_HOW TO COMPLETE THIS TASK:_ Please state the number of lines in the material below that contain "before", with no other words.

═══ DATASET

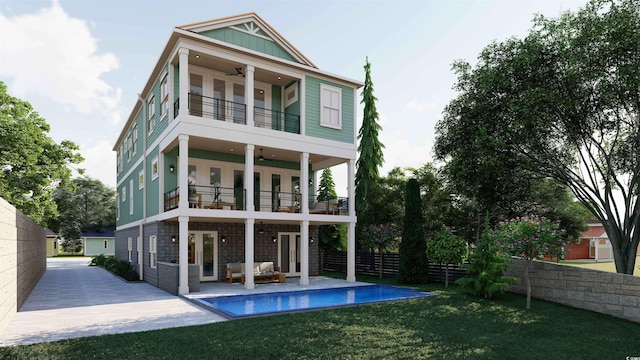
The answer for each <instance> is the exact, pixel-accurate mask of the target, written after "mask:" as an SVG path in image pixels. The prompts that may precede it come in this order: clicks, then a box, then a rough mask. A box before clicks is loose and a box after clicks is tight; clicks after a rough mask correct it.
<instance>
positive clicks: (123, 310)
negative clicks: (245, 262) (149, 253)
mask: <svg viewBox="0 0 640 360" xmlns="http://www.w3.org/2000/svg"><path fill="white" fill-rule="evenodd" d="M88 261H89V259H88V258H48V259H47V271H46V272H45V273H44V275H43V276H42V278H41V279H40V281H39V282H38V284H37V285H36V287H35V288H34V289H33V291H32V292H31V294H30V295H29V297H28V298H27V300H26V301H25V302H24V304H22V307H21V308H20V310H19V311H18V312H17V313H16V314H14V316H13V318H12V319H11V321H10V322H9V323H8V324H7V326H6V327H5V328H4V329H3V330H2V332H0V346H7V345H20V344H33V343H40V342H47V341H57V340H62V339H70V338H78V337H83V336H95V335H104V334H117V333H125V332H137V331H147V330H157V329H165V328H171V327H180V326H191V325H200V324H207V323H212V322H218V321H224V320H225V319H224V318H223V317H222V316H219V315H216V314H214V313H212V312H210V311H208V310H204V309H202V308H200V307H199V306H197V305H195V304H193V303H191V302H189V301H188V300H185V299H183V298H180V297H177V296H173V295H171V294H169V293H167V292H165V291H163V290H160V289H158V288H156V287H154V286H152V285H150V284H147V283H142V282H141V283H127V282H124V281H122V280H121V279H119V278H117V277H115V276H113V275H112V274H111V273H110V272H108V271H106V270H105V269H103V268H101V267H93V266H92V267H89V266H87V262H88Z"/></svg>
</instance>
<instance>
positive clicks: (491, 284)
mask: <svg viewBox="0 0 640 360" xmlns="http://www.w3.org/2000/svg"><path fill="white" fill-rule="evenodd" d="M500 250H501V249H500V246H499V245H498V244H496V242H495V241H494V240H493V238H491V237H489V225H488V221H487V222H485V228H484V231H483V232H482V235H481V236H480V239H478V241H476V246H475V247H473V248H472V249H471V255H470V256H469V264H463V265H461V268H463V269H465V270H467V271H468V272H469V276H468V277H465V278H461V279H458V280H456V282H455V284H456V285H459V286H460V287H462V288H463V290H464V291H465V292H467V293H469V294H471V295H473V296H483V297H485V298H490V297H493V296H494V295H502V294H504V293H505V292H506V291H507V288H508V287H509V284H513V283H514V282H515V279H514V278H512V277H508V276H504V272H505V271H507V270H509V259H508V258H507V257H506V256H505V255H504V254H503V253H502V252H501V251H500Z"/></svg>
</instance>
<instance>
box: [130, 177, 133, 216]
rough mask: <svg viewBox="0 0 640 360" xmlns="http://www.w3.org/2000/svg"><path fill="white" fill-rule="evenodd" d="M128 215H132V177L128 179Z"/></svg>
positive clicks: (132, 194) (132, 184) (132, 181)
mask: <svg viewBox="0 0 640 360" xmlns="http://www.w3.org/2000/svg"><path fill="white" fill-rule="evenodd" d="M129 215H133V179H131V180H129Z"/></svg>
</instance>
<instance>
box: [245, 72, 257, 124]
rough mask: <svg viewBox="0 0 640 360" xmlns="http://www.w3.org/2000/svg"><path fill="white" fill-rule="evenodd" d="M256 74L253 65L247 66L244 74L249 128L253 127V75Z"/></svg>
mask: <svg viewBox="0 0 640 360" xmlns="http://www.w3.org/2000/svg"><path fill="white" fill-rule="evenodd" d="M254 72H255V68H254V67H253V66H251V65H247V67H246V69H245V72H244V101H245V104H246V105H247V112H246V114H247V126H250V127H253V126H254V123H253V104H254V101H253V88H254V81H253V75H254Z"/></svg>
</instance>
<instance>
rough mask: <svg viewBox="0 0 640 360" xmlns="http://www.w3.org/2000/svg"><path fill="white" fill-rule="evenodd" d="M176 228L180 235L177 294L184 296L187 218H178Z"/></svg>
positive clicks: (188, 268) (179, 216)
mask: <svg viewBox="0 0 640 360" xmlns="http://www.w3.org/2000/svg"><path fill="white" fill-rule="evenodd" d="M178 226H179V234H180V240H179V241H180V242H179V244H178V247H179V251H178V252H179V253H180V256H179V267H178V270H179V273H180V275H179V277H178V280H179V281H178V294H180V295H186V294H188V293H189V258H188V256H187V252H188V251H189V250H188V246H187V245H188V243H187V242H188V241H189V217H188V216H179V217H178Z"/></svg>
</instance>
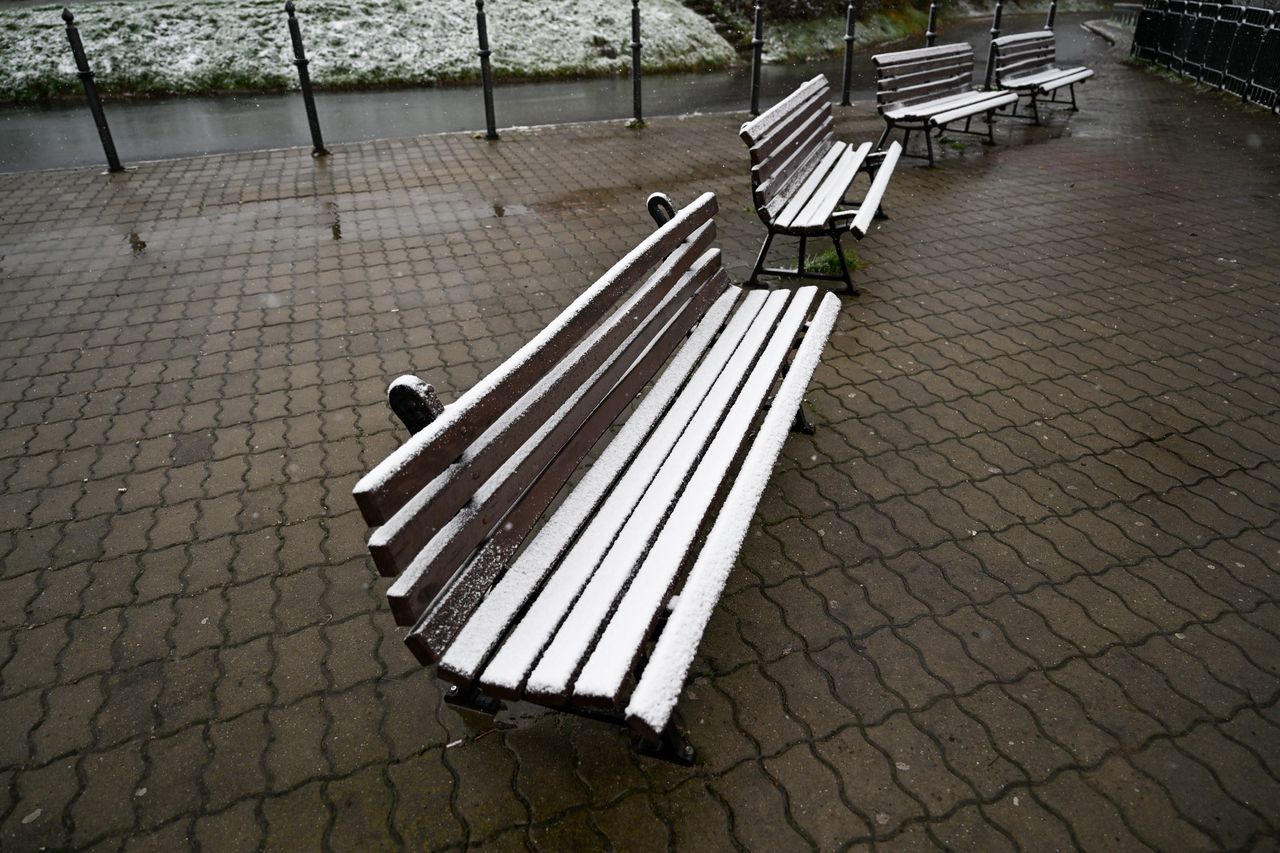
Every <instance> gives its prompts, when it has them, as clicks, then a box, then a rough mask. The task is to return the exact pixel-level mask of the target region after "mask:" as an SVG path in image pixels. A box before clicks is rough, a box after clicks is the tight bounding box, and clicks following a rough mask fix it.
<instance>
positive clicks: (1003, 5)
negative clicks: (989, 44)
mask: <svg viewBox="0 0 1280 853" xmlns="http://www.w3.org/2000/svg"><path fill="white" fill-rule="evenodd" d="M1004 10H1005V3H1004V0H996V12H995V14H993V15H992V17H991V47H988V49H987V79H986V82H983V88H991V78H992V76H993V74H995V73H996V40H997V38H1000V17H1001V14H1002V13H1004Z"/></svg>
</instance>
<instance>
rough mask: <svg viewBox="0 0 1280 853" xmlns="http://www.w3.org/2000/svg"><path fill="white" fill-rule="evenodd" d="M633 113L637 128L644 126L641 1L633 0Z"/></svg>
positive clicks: (632, 81) (631, 93)
mask: <svg viewBox="0 0 1280 853" xmlns="http://www.w3.org/2000/svg"><path fill="white" fill-rule="evenodd" d="M631 113H632V119H631V120H634V122H635V123H636V126H640V124H644V111H643V110H641V109H640V0H631Z"/></svg>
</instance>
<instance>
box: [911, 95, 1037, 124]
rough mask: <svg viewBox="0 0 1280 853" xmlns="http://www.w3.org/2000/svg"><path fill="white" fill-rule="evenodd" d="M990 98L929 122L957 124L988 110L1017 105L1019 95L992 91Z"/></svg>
mask: <svg viewBox="0 0 1280 853" xmlns="http://www.w3.org/2000/svg"><path fill="white" fill-rule="evenodd" d="M987 95H989V97H988V99H987V100H984V101H978V102H977V104H966V105H965V106H957V108H955V109H951V110H947V111H945V113H938V114H936V115H931V117H929V122H931V123H933V124H946V123H947V122H955V120H956V119H961V118H968V117H969V115H977V114H979V113H986V111H987V110H993V109H997V108H1000V106H1004V105H1005V104H1016V102H1018V95H1016V93H1015V92H1002V91H998V90H997V91H992V92H987Z"/></svg>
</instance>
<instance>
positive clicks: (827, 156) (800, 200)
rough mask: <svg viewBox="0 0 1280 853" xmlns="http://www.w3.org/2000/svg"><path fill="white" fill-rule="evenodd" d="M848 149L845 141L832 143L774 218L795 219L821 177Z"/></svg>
mask: <svg viewBox="0 0 1280 853" xmlns="http://www.w3.org/2000/svg"><path fill="white" fill-rule="evenodd" d="M849 149H850V146H849V143H847V142H836V143H835V145H832V146H831V149H828V151H827V154H826V155H824V156H823V159H822V160H820V161H819V163H818V165H817V167H815V168H814V169H813V170H812V172H810V173H809V177H808V178H806V179H805V182H804V183H803V184H800V187H797V188H796V191H795V192H792V193H791V196H790V200H788V201H787V204H786V205H785V206H783V207H782V210H780V211H778V214H777V215H776V216H774V220H776V222H778V223H780V224H781V223H782V222H791V220H792V219H795V218H796V215H797V214H799V213H800V211H801V210H803V209H804V206H805V204H806V202H808V200H809V199H810V197H812V196H813V193H814V192H815V191H817V190H818V187H819V186H820V184H822V179H823V177H824V175H826V174H827V173H828V172H831V168H832V167H833V165H835V164H836V161H837V160H838V159H840V158H842V156H844V155H845V154H846V152H847V151H849Z"/></svg>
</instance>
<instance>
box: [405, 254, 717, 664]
mask: <svg viewBox="0 0 1280 853" xmlns="http://www.w3.org/2000/svg"><path fill="white" fill-rule="evenodd" d="M717 291H719V292H721V293H719V296H718V297H717V300H716V302H714V305H713V306H712V307H710V309H709V310H708V311H707V315H705V316H703V318H701V319H700V320H699V321H698V325H696V327H695V328H694V332H692V333H691V334H690V336H689V341H686V342H685V345H684V346H682V347H680V350H678V351H677V352H676V355H675V356H673V357H672V360H671V362H669V364H668V365H667V368H666V370H663V373H662V375H660V377H659V378H658V380H657V382H654V384H653V388H652V389H650V391H649V393H648V394H645V396H644V398H643V401H641V402H640V403H639V405H637V406H636V410H635V411H634V412H632V414H631V416H630V418H627V421H626V424H625V425H623V427H622V428H621V429H620V430H618V434H617V435H616V437H614V438H613V441H612V442H609V444H608V447H607V448H605V451H604V452H602V453H600V456H599V457H598V459H596V460H595V462H594V464H593V465H591V467H590V469H589V470H588V473H586V474H585V475H584V476H582V479H581V482H580V483H579V484H577V487H576V488H575V489H573V491H572V493H571V497H570V498H567V500H566V501H564V502H563V503H562V505H561V506H559V507H558V508H557V511H556V512H554V514H553V516H552V517H550V519H549V520H548V523H547V524H545V525H544V526H543V530H541V532H540V533H539V535H538V537H535V539H534V542H531V543H530V547H529V548H527V549H526V551H525V555H524V556H522V557H521V558H520V561H518V562H516V564H515V565H513V566H512V569H511V571H509V573H508V574H507V578H512V579H513V578H515V576H518V575H522V574H525V575H527V574H530V573H531V571H539V573H544V571H545V570H547V567H548V566H550V565H552V564H553V562H554V561H556V560H558V558H559V556H561V555H562V553H563V551H564V548H567V542H568V539H570V538H571V537H572V535H575V534H576V533H577V530H579V528H580V526H581V523H582V520H584V519H585V517H586V516H589V515H590V514H593V512H594V511H595V508H596V506H598V505H599V502H600V500H602V498H603V496H604V493H605V491H607V489H608V488H609V487H611V485H612V484H613V480H614V479H616V476H617V474H618V471H621V470H622V469H623V467H625V466H626V465H627V464H628V462H630V461H631V457H632V456H634V453H635V451H636V448H639V446H640V442H641V441H644V438H645V437H646V435H648V430H649V427H652V424H653V423H654V421H655V420H657V418H658V416H659V415H660V414H662V412H663V411H664V410H666V407H667V405H668V403H669V402H671V400H672V398H673V397H675V396H676V393H677V392H678V391H680V388H681V386H682V384H684V380H685V378H686V377H687V375H689V373H690V371H691V370H692V369H694V366H695V365H696V364H698V361H699V359H700V357H701V355H703V353H704V352H705V351H707V348H708V347H709V346H710V343H712V339H713V338H714V336H716V333H717V332H719V329H721V327H722V325H723V323H724V319H726V318H727V316H728V313H730V310H731V309H732V307H733V305H735V304H736V301H737V297H739V295H740V293H741V291H740V289H739V288H736V287H728V286H727V280H726V279H724V277H723V273H719V274H718V280H714V282H713V288H712V289H710V291H708V296H710V295H713V293H716V292H717ZM696 310H698V306H696V305H691V306H690V307H687V309H686V313H687V311H692V313H694V314H692V316H695V318H696ZM685 325H687V323H673V324H672V328H669V329H667V332H664V337H669V336H676V337H678V336H681V334H684V329H685ZM660 352H662V350H660V347H654V348H653V350H650V352H648V353H646V355H645V356H644V357H645V359H646V360H649V361H652V362H660V361H662V359H660ZM648 366H649V365H640V366H637V368H636V369H634V370H632V373H631V374H628V378H631V377H635V378H636V379H639V380H641V384H643V380H644V379H645V377H646V374H652V373H653V371H655V370H657V364H654V365H653V369H652V370H646V368H648ZM630 400H631V396H627V394H623V396H622V398H620V400H617V401H614V402H613V405H612V406H608V407H605V406H602V407H600V409H599V410H596V412H594V414H593V419H596V420H605V419H607V421H608V423H612V420H613V418H616V416H617V414H618V411H621V409H622V407H625V406H626V403H627V402H628V401H630ZM604 425H605V427H607V425H608V424H607V423H605V424H604ZM600 427H602V424H591V423H588V424H585V425H584V428H582V430H581V433H580V435H575V441H576V442H577V443H579V444H586V443H588V442H591V441H594V439H593V435H598V434H599V433H600V432H602V429H600ZM568 451H570V452H563V453H561V456H558V457H557V459H556V461H554V462H553V465H552V466H548V469H547V471H544V473H543V475H541V476H543V478H548V476H549V478H550V482H552V484H556V483H557V482H558V483H563V482H564V480H567V479H568V475H570V473H572V470H573V469H575V467H576V466H577V464H579V462H580V461H581V457H582V452H585V448H582V452H579V448H577V447H573V448H568ZM540 479H541V478H540ZM540 484H541V483H539V484H535V487H534V488H531V489H530V492H529V493H526V494H525V497H524V498H522V500H521V501H520V503H518V505H517V506H516V507H515V510H512V515H511V516H508V517H507V519H506V520H504V523H503V525H502V526H500V528H499V529H498V532H497V533H495V534H494V535H493V538H492V539H489V540H488V542H486V543H485V544H484V547H483V548H481V549H480V552H479V553H477V555H476V556H475V558H472V560H471V562H468V564H467V565H466V566H465V567H463V569H462V570H461V571H460V573H458V574H457V576H456V578H454V579H453V580H452V581H451V584H449V585H448V587H447V588H445V589H444V590H443V592H442V593H440V596H439V598H438V599H436V601H435V602H433V603H431V607H430V608H429V610H428V611H426V612H425V613H424V615H422V617H421V619H420V620H419V621H417V624H416V625H415V626H413V630H412V631H410V634H408V637H407V638H406V640H404V642H406V643H407V644H408V647H410V649H411V651H412V652H413V653H415V654H416V656H417V658H419V660H420V661H422V662H424V663H435V662H438V661H439V660H440V657H442V656H443V654H444V651H445V649H447V648H448V647H449V644H451V643H453V640H454V638H456V637H457V634H458V631H460V630H461V629H462V625H463V624H465V622H466V620H467V617H468V616H470V615H471V613H472V612H475V610H476V607H477V606H479V603H480V601H481V598H483V597H484V596H485V593H486V592H488V590H489V588H490V587H492V585H493V581H494V579H495V578H497V576H498V575H499V573H500V571H502V570H503V569H504V567H507V566H508V565H511V558H512V557H513V556H515V551H516V548H517V547H518V544H520V542H521V540H522V539H524V537H522V535H520V537H517V534H516V532H517V530H520V529H529V528H530V526H531V525H532V521H534V520H536V519H538V517H539V516H540V515H541V514H543V511H544V510H545V508H547V506H548V505H549V503H550V500H552V497H553V492H552V491H550V489H549V488H543V489H539V488H538V485H540ZM539 581H540V575H539V576H538V578H530V579H529V583H530V585H536V583H539ZM504 583H506V584H507V585H508V587H509V585H511V583H512V581H511V580H504ZM522 605H524V601H522V599H521V601H518V603H516V607H518V606H522ZM493 610H494V608H493V607H490V608H489V612H490V613H492V612H493ZM507 612H508V619H509V613H511V612H515V611H513V610H508V611H507Z"/></svg>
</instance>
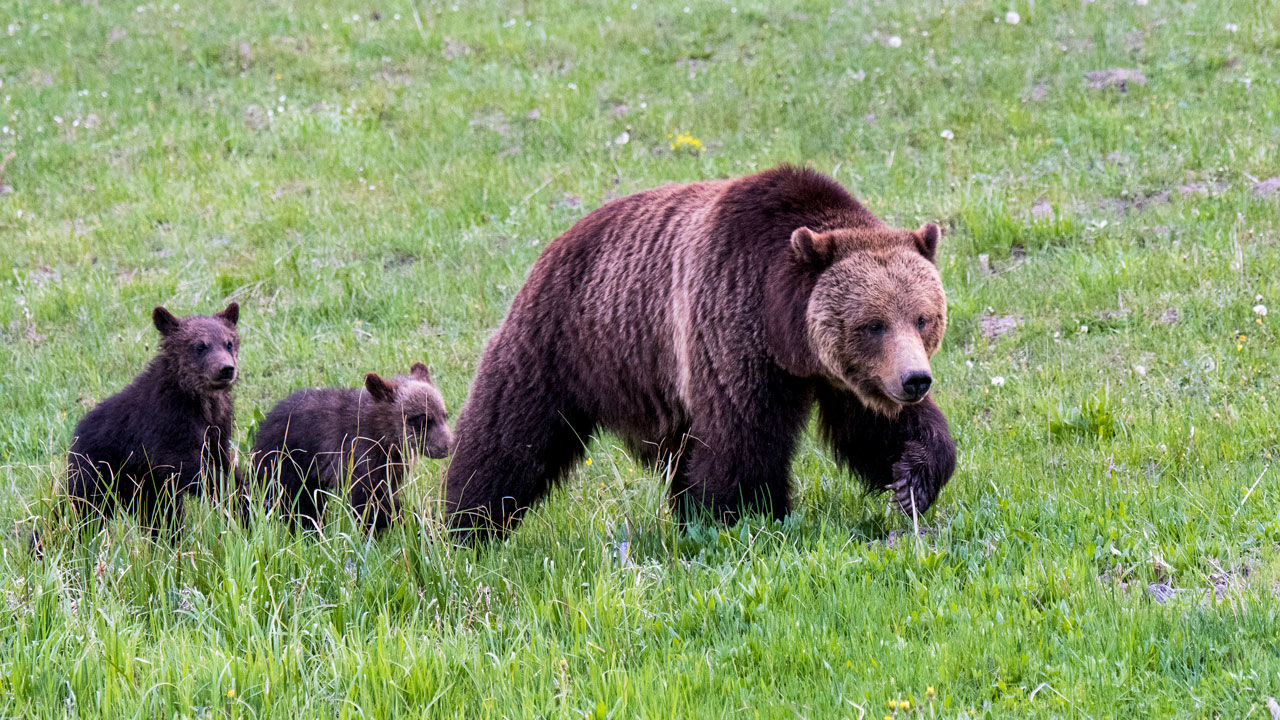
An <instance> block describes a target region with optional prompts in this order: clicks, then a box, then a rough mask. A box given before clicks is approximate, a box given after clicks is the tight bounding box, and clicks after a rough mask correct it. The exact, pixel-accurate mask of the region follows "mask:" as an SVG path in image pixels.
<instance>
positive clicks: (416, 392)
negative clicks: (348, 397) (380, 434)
mask: <svg viewBox="0 0 1280 720" xmlns="http://www.w3.org/2000/svg"><path fill="white" fill-rule="evenodd" d="M365 389H367V391H369V395H370V396H371V397H372V398H374V401H375V402H380V404H392V405H394V406H396V409H397V411H398V414H399V418H401V420H402V421H403V423H404V438H406V441H407V443H408V446H410V447H412V448H415V450H417V451H420V452H421V454H422V455H426V456H428V457H448V456H449V452H451V451H452V450H453V433H452V432H449V425H448V419H449V411H448V410H447V409H445V407H444V397H443V396H442V395H440V389H439V388H438V387H435V383H434V382H431V373H430V372H428V369H426V365H424V364H421V363H413V368H411V369H410V372H408V374H407V375H397V377H396V379H393V380H390V382H388V380H384V379H383V378H380V377H378V374H376V373H369V374H367V375H365Z"/></svg>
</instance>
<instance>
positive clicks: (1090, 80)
mask: <svg viewBox="0 0 1280 720" xmlns="http://www.w3.org/2000/svg"><path fill="white" fill-rule="evenodd" d="M1084 78H1085V79H1087V81H1088V86H1089V87H1092V88H1093V90H1108V88H1110V90H1116V91H1119V92H1128V91H1129V86H1132V85H1147V76H1144V74H1142V70H1135V69H1133V68H1107V69H1105V70H1091V72H1087V73H1084Z"/></svg>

══════

_COMPLETED EXERCISE:_ 3